Instructions for the task: Beginning with the first line, please return the entries exactly through the line that contains "the tree on", and leave out all later lines.
*** Dataset Section Begins ***
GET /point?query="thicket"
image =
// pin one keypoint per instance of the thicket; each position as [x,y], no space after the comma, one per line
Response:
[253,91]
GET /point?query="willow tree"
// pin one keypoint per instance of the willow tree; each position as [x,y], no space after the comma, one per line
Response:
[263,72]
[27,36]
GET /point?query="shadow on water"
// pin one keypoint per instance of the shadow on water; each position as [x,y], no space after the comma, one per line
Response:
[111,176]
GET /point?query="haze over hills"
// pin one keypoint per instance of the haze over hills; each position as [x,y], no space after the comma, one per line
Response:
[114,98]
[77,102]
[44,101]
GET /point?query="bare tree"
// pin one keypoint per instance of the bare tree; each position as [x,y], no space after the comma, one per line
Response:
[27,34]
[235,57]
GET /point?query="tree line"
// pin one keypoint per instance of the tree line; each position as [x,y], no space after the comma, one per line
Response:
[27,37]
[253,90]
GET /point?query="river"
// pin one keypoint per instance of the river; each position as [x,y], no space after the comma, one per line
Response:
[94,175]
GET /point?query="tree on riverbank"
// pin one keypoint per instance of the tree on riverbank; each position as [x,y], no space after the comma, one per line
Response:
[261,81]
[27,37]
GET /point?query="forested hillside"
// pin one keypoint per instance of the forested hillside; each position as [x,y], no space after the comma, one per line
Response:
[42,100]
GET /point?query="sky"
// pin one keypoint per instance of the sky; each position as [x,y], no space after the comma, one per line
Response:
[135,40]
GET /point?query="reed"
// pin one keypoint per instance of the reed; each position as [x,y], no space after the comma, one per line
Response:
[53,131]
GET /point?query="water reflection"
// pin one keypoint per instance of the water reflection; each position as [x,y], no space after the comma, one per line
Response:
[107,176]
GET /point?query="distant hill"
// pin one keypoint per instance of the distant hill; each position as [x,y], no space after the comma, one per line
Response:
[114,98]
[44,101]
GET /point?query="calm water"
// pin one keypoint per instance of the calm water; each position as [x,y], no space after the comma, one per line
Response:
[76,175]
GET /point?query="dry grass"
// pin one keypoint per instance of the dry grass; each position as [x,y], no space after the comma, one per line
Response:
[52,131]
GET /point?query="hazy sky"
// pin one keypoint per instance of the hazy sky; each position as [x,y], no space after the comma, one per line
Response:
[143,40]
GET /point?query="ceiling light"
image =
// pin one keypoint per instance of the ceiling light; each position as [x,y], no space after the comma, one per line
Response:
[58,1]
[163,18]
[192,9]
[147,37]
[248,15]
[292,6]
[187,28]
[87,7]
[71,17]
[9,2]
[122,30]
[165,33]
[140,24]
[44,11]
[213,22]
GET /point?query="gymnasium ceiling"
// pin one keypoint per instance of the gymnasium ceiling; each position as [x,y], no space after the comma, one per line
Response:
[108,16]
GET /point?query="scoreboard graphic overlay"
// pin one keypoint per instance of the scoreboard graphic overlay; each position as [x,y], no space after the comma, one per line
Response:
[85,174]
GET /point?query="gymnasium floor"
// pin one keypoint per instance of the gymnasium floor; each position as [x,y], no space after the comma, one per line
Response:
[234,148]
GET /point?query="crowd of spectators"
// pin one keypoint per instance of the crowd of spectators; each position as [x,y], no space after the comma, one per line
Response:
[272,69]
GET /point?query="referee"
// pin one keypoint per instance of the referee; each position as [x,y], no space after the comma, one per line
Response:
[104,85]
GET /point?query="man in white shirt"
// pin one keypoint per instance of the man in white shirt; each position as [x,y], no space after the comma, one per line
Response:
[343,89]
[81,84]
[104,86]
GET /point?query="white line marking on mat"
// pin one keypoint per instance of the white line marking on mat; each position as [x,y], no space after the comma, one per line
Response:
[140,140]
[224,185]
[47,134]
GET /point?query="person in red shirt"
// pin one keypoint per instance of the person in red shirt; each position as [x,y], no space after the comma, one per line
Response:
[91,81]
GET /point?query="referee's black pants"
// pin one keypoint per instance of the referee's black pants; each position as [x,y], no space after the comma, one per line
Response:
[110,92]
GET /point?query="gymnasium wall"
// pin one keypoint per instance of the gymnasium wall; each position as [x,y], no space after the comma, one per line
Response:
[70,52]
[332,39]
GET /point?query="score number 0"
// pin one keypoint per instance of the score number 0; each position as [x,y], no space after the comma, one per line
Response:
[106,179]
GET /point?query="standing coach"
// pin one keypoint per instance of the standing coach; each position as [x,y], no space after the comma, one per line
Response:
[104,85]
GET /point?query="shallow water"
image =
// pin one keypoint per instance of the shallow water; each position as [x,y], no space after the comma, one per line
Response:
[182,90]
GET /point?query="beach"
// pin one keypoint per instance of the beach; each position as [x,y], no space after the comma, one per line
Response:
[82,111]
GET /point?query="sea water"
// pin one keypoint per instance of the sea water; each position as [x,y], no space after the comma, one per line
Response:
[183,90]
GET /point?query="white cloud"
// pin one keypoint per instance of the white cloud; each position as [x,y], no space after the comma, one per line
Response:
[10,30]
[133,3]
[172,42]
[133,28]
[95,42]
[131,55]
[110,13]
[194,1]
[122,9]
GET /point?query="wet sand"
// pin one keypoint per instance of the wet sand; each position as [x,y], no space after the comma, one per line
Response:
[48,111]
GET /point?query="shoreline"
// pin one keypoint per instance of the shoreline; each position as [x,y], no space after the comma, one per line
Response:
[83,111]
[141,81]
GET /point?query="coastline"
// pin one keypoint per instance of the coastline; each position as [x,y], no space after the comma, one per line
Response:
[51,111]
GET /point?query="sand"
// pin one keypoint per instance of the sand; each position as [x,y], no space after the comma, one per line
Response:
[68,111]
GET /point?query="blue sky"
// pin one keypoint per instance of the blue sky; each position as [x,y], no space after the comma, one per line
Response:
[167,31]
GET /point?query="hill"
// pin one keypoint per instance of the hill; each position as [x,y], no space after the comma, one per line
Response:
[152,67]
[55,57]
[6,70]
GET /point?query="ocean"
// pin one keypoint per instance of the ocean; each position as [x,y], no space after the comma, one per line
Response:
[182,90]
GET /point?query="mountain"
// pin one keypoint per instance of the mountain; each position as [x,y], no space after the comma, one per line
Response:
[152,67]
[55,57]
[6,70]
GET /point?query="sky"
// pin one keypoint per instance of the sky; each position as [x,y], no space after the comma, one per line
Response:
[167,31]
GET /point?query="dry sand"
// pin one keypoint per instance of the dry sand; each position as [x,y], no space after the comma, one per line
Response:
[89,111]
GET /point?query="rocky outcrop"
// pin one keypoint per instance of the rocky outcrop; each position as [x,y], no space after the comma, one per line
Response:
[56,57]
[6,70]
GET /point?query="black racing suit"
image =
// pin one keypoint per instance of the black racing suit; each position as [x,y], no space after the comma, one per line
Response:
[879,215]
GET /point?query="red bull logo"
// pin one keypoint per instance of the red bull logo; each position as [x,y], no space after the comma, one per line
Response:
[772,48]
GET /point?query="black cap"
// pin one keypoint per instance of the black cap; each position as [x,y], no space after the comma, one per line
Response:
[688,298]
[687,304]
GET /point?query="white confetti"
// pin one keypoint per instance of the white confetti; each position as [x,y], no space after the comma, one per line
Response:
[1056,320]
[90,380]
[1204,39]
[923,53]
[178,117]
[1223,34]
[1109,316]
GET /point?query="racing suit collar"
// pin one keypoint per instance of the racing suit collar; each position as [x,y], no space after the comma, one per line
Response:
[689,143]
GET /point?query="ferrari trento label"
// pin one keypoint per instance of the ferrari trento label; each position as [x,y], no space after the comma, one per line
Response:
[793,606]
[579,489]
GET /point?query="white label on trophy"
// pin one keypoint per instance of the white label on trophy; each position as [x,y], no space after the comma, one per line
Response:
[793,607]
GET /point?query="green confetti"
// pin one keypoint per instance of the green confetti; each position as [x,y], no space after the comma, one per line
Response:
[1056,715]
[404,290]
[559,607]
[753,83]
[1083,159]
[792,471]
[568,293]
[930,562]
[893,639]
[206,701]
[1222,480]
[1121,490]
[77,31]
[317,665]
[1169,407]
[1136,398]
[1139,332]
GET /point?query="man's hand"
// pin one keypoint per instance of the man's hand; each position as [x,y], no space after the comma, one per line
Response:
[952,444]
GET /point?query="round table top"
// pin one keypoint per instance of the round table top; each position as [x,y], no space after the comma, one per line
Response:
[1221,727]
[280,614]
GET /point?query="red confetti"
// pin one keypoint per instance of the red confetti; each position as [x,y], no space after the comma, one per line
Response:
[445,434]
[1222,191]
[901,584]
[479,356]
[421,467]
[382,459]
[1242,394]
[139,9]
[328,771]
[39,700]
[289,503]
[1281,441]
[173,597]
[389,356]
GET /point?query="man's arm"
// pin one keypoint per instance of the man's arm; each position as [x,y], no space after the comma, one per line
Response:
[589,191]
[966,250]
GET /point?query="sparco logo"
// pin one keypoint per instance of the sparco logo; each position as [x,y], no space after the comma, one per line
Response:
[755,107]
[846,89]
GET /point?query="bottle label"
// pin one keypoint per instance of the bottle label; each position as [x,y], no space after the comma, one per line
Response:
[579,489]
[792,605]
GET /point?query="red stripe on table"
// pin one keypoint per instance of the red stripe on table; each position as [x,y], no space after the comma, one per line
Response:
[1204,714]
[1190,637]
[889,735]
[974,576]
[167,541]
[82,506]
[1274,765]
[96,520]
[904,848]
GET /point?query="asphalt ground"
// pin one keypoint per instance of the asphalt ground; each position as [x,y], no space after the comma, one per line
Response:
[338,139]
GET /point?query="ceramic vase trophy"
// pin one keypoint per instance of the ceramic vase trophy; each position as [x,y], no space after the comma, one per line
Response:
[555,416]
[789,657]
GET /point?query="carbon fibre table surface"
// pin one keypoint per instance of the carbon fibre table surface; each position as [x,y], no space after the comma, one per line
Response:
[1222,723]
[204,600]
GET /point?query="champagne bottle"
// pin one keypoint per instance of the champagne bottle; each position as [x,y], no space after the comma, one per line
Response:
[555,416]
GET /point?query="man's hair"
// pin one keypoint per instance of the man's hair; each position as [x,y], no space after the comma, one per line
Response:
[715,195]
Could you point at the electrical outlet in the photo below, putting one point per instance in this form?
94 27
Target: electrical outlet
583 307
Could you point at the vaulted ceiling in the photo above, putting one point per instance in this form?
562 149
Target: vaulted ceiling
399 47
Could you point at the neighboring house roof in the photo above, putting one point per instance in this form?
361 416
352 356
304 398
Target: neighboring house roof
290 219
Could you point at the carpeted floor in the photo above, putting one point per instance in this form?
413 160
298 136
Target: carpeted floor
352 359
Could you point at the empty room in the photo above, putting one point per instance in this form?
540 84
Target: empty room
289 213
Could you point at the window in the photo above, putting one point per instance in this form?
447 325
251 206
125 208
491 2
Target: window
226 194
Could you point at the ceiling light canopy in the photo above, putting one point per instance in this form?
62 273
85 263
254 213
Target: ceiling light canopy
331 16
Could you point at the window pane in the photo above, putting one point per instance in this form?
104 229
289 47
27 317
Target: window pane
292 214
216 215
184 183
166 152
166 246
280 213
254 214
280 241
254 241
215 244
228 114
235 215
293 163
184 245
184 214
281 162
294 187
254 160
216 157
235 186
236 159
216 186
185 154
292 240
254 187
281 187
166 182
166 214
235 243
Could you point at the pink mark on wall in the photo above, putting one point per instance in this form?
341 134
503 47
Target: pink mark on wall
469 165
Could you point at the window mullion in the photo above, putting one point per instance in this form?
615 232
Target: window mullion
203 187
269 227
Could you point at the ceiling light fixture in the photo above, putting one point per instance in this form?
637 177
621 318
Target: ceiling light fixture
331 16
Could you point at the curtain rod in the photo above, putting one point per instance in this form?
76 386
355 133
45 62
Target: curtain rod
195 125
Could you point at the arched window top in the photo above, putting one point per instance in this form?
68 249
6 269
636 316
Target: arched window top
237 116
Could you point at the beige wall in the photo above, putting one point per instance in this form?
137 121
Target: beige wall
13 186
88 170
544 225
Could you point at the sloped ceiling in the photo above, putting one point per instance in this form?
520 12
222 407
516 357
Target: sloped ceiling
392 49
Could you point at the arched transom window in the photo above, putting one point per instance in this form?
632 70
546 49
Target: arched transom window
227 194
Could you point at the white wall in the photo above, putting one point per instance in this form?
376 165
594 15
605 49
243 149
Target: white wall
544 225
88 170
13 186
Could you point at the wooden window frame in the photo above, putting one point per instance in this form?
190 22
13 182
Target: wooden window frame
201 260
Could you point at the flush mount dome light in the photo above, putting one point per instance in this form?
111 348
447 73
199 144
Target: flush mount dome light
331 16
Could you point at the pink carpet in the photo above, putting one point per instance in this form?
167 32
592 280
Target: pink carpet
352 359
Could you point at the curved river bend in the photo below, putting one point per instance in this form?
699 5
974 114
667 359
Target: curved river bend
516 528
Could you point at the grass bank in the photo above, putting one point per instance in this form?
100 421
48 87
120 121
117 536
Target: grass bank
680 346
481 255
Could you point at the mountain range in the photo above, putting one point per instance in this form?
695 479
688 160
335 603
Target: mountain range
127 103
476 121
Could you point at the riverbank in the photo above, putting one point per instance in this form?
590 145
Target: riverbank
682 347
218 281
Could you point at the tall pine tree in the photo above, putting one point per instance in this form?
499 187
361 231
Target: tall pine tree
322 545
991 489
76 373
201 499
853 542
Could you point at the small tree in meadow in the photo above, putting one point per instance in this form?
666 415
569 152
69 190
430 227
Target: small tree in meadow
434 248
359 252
*** Dataset Section Ends ***
Exercise result:
GET /point?query="thicket"
image =
// pin one keypoint per instance of the thicket; each position as [x,y], no space after the comma, one per line
Response:
[253,91]
GET /point?query="willow tree"
// pin one keypoint per instance of the willow tree; each position as [x,y], no space after the comma, one per line
Response:
[263,72]
[27,36]
GET /point?query="shadow on water"
// pin one keypoint per instance of the shadow on water; each position as [x,y], no space after the comma, one per line
Response:
[111,176]
GET /point?query="haze over hills"
// pin one keypoint per instance of the haze over hills; each position as [x,y], no space after the comma, one per line
Response:
[114,98]
[77,102]
[44,101]
GET /point?query="bare tree"
// pin one keypoint per instance of the bare tree; each position as [x,y], no space after the comma, one per line
Response:
[27,34]
[235,57]
GET /point?query="tree line"
// pin one keypoint per instance of the tree line; each position as [x,y], no space after the comma, one per line
Response:
[27,37]
[253,90]
GET /point?query="river"
// pin one keypoint per instance of the river; each position as [x,y], no space after the comma, one per line
Response:
[94,175]
GET /point?query="tree on riverbank"
// pin one keypoint per instance of the tree on riverbank; each position as [x,y], no space after the comma, one per line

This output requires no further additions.